Uyulacak talimatlar:
Aşağıdaki medya dili ve psikiyatrik teşhisler üzerine yazıya göre, başlık medyanın günah keçisine dönüştürüldüğü düşüncesini akla getirse de neden toplumsal bir gerçekliğin dışa vurumudur? Lütfen bir ile üç cümle arasında açıklayın.

Gösterilen metin:
# # # #

21.04.2021 / Umut Koşan
Bu başlık, medyanın “günah keçisi”ne dönüştürüldüğü düşüncesini akla getirse de, toplumsal bir gerçekliğin dışa vurumunun ifadesi. Bunun nedeni toplumsal ön yargı ve dışlama argümanlarını besleyen, yazılı medyanın “haberi başlığı okutur” anlayışı ile görsel ve işitsel medyada kullanılan dilin gizli özne olması. Bu dilin mağduru, kadın ve engelliler olduğu kadar çeşitli nedenlerden dolayı görmezden gelinen ve sorunları yok sayılan psikiyatrik teşhis almış bireyler.
Psikiyatrik teşhislerin medya diliyle “tıbbi damgalama”ya dönüştüğü son örnek, 15 Şubat’ta Samsun’da Ruh Sağlığı ve Hastalıkları Hastanesi’nde tedavisi gören Arife K.’nın Nadiye Y.’yi öldürmesi olayının medyada yer veriliş şekli.

# # # #

(Saklanan öğeler)
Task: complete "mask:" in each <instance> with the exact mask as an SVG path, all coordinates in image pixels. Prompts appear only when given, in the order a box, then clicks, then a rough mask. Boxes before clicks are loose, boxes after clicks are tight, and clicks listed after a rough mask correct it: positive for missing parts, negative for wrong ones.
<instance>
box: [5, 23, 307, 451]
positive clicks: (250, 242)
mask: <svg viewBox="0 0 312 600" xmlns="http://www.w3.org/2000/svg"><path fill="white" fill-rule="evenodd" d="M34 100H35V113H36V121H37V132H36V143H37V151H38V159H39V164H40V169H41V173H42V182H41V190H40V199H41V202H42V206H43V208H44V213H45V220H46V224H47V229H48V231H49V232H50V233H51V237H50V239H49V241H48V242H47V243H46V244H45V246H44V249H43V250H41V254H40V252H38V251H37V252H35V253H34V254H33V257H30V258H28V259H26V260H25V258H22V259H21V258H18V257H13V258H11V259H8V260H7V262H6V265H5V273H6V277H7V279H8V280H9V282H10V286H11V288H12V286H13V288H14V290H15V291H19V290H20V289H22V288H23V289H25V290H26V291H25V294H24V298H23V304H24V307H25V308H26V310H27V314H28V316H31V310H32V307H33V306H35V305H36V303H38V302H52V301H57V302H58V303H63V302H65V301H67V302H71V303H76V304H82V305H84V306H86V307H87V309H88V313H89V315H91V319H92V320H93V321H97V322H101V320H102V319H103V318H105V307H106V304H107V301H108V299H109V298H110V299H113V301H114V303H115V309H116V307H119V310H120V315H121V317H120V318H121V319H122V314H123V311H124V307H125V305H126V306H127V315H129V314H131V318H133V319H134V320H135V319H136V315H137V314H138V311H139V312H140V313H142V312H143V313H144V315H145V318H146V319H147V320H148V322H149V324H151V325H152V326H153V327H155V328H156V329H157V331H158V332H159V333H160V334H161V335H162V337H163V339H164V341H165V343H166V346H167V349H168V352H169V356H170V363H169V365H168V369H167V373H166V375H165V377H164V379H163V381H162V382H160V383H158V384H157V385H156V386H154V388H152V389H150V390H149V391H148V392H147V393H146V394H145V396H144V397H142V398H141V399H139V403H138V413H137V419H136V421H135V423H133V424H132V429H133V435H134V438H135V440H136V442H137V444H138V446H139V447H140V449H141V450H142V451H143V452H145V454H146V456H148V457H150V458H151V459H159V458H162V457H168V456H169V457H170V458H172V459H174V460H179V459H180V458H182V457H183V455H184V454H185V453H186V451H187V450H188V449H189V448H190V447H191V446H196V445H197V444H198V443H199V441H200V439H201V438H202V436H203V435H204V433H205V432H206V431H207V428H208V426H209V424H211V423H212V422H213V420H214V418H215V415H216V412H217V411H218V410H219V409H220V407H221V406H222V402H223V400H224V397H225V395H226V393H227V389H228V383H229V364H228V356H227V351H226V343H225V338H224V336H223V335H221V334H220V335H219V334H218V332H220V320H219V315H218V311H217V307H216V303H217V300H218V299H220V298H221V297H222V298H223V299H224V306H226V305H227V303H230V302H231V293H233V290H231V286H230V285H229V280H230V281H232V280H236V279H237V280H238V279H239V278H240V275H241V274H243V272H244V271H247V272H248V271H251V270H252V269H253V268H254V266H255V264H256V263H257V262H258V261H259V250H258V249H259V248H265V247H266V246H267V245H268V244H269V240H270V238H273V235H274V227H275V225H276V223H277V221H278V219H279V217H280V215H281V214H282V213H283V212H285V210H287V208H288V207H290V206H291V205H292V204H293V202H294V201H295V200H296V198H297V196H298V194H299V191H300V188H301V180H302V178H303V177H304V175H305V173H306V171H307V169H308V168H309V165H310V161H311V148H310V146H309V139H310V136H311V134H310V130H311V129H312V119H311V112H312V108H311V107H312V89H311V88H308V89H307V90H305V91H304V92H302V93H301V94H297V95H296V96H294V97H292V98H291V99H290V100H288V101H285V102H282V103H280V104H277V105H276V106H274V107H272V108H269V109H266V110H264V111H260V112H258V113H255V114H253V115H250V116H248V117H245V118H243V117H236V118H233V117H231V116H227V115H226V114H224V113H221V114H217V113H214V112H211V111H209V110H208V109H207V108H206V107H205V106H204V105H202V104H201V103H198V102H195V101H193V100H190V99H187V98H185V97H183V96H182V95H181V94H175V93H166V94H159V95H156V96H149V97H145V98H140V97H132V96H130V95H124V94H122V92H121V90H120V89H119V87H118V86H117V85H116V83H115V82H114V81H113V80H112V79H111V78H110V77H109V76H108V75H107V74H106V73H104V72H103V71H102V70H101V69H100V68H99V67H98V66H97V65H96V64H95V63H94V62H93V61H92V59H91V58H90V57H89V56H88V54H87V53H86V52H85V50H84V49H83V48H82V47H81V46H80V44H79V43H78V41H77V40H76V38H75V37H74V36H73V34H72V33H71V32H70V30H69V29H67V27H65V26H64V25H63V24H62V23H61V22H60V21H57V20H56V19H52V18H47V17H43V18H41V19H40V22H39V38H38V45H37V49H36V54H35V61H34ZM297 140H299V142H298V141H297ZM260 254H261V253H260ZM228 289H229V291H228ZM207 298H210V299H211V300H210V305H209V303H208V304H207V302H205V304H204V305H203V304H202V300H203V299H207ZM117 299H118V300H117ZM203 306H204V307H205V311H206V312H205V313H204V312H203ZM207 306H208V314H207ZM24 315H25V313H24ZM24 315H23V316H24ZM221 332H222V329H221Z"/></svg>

# # # #

Yanıt alanı:
Bunun nedeni, toplumsal ön yargı ve dışlama argümanlarını besleyen medya dilinin gizli özne olmasıdır. Bu dil, yazılı medyada "haberi başlığı okutur" anlayışıyla, görsel ve işitsel medyada ise kullanılan dille ortaya çıkar.